◆ Short exercise
Produce an exact copy of the lines from the line that contains "Find the blurred background;" to the end of the listing below.

--- Source data ---

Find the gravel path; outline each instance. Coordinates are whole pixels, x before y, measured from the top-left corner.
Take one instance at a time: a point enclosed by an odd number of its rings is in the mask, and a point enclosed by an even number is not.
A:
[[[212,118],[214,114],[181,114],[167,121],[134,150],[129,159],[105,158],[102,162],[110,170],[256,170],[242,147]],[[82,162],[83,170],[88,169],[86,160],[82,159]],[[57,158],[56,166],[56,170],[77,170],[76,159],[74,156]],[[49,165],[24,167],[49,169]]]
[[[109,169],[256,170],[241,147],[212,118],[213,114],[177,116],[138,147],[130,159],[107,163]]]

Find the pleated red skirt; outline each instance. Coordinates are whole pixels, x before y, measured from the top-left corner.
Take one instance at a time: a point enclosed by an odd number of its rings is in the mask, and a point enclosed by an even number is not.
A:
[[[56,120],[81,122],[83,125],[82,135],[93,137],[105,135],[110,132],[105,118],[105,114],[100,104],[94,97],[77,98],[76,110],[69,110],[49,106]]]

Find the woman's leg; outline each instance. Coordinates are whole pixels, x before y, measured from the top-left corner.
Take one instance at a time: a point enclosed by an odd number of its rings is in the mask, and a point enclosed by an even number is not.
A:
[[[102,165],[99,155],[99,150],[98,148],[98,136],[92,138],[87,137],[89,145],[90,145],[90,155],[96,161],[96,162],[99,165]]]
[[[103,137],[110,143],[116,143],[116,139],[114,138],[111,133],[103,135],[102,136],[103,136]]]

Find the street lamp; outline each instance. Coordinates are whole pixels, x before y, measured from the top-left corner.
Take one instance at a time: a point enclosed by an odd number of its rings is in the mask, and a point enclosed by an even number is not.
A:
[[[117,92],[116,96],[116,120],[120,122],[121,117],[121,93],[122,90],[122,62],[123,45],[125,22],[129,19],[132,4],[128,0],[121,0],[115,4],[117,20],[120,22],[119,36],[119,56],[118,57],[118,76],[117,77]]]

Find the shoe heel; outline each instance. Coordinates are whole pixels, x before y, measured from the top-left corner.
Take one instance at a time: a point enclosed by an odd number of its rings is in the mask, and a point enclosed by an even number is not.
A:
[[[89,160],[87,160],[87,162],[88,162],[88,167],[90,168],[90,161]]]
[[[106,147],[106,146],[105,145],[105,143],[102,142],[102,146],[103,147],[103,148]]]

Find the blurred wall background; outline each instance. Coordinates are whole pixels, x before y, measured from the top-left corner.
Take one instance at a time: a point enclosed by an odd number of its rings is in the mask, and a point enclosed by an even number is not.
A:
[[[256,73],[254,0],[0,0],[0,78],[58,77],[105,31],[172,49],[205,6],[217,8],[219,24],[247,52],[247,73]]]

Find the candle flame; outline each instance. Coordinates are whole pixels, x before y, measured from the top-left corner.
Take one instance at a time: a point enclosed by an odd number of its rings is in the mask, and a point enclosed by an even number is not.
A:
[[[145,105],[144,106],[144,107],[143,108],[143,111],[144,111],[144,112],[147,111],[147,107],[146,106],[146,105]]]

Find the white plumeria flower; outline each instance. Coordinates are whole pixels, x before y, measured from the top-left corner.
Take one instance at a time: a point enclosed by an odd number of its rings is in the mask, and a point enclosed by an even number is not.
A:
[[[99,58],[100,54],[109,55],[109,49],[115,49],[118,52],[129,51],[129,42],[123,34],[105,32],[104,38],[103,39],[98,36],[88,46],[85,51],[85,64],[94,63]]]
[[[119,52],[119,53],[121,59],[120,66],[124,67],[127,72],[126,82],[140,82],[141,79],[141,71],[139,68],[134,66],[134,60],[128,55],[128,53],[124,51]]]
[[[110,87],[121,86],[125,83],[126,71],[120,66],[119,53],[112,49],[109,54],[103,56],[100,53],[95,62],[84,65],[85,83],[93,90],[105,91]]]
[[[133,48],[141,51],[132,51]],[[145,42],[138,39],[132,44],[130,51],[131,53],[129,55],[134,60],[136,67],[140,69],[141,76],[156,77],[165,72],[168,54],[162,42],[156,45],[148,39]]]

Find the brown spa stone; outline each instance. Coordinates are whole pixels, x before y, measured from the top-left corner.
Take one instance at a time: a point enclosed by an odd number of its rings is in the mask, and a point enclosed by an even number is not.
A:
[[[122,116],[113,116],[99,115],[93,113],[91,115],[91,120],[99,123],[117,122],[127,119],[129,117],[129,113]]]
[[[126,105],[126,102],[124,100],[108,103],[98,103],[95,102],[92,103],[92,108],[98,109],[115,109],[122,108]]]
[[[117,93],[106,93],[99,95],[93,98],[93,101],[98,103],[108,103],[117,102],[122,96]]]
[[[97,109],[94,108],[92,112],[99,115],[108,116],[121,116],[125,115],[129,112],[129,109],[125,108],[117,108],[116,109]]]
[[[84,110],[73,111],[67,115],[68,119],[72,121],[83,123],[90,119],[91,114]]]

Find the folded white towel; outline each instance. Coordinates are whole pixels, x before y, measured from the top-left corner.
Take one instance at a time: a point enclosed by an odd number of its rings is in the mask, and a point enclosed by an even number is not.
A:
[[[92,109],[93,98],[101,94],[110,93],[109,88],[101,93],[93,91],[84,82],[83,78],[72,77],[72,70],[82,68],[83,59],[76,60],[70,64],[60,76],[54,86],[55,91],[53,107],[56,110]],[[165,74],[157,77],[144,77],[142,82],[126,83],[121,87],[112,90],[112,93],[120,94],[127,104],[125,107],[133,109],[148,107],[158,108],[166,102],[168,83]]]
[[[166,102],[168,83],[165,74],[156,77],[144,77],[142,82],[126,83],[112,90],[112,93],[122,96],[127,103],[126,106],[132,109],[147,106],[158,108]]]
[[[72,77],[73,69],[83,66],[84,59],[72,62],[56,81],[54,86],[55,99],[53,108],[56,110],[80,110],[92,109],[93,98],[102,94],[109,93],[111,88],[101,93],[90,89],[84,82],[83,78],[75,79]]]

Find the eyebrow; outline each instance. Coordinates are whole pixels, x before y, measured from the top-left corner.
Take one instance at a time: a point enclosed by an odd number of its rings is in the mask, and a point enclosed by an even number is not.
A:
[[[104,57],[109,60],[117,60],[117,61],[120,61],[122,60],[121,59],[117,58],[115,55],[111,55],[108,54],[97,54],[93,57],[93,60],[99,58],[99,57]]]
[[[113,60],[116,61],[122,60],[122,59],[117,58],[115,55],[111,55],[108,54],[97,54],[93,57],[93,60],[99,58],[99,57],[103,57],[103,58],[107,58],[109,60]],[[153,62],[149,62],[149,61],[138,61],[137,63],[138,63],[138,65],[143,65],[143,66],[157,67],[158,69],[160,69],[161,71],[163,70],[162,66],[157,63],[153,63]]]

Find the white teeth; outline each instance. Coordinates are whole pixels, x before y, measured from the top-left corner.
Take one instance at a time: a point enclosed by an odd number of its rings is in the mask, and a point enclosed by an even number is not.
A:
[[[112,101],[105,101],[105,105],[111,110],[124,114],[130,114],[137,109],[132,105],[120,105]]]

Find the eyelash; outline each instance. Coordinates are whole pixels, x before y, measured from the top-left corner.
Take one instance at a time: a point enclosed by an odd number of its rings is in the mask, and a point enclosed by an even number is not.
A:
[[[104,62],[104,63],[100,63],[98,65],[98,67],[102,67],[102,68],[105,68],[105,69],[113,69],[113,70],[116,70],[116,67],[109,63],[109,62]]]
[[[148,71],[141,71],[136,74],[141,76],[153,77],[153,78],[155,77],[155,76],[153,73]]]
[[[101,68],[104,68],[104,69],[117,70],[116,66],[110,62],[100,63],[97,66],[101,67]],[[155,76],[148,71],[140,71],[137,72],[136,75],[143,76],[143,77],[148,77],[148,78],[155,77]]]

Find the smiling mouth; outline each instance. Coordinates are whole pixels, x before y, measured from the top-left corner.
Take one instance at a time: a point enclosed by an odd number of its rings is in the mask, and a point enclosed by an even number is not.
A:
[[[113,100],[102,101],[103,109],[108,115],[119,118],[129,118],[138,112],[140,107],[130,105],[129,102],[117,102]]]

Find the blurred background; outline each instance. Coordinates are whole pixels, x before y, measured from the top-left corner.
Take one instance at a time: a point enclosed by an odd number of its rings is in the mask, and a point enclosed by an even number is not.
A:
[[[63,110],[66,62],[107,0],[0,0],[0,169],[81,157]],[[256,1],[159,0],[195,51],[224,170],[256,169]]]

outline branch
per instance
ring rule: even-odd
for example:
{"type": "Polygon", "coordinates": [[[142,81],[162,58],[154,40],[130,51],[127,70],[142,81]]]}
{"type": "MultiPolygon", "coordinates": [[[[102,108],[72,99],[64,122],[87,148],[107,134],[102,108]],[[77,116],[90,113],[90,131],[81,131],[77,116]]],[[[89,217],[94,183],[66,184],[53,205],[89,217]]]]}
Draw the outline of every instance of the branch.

---

◆ Result
Find the blurred background; outline each instance. Coordinates are whole pixels, x before y, measured from the top-left corner.
Take one instance at a time: a point enclosed by an odd number of its rings is in the mask, and a point enclosed by an even number is not.
A:
[[[63,110],[66,62],[107,0],[0,0],[0,169],[81,157]],[[256,1],[159,0],[195,51],[224,170],[256,169]]]

outline branch
per instance
ring rule: even-odd
for example:
{"type": "Polygon", "coordinates": [[[142,81],[162,58],[154,40],[130,51],[127,70],[142,81]]]}
{"type": "MultiPolygon", "coordinates": [[[[102,108],[72,99],[64,122],[87,148],[107,134],[102,108]],[[77,116],[90,113],[90,131],[81,131],[77,116]]],[[[89,217],[94,183],[66,184],[53,205],[89,217]]]]}
Draw the outline of every instance of the branch.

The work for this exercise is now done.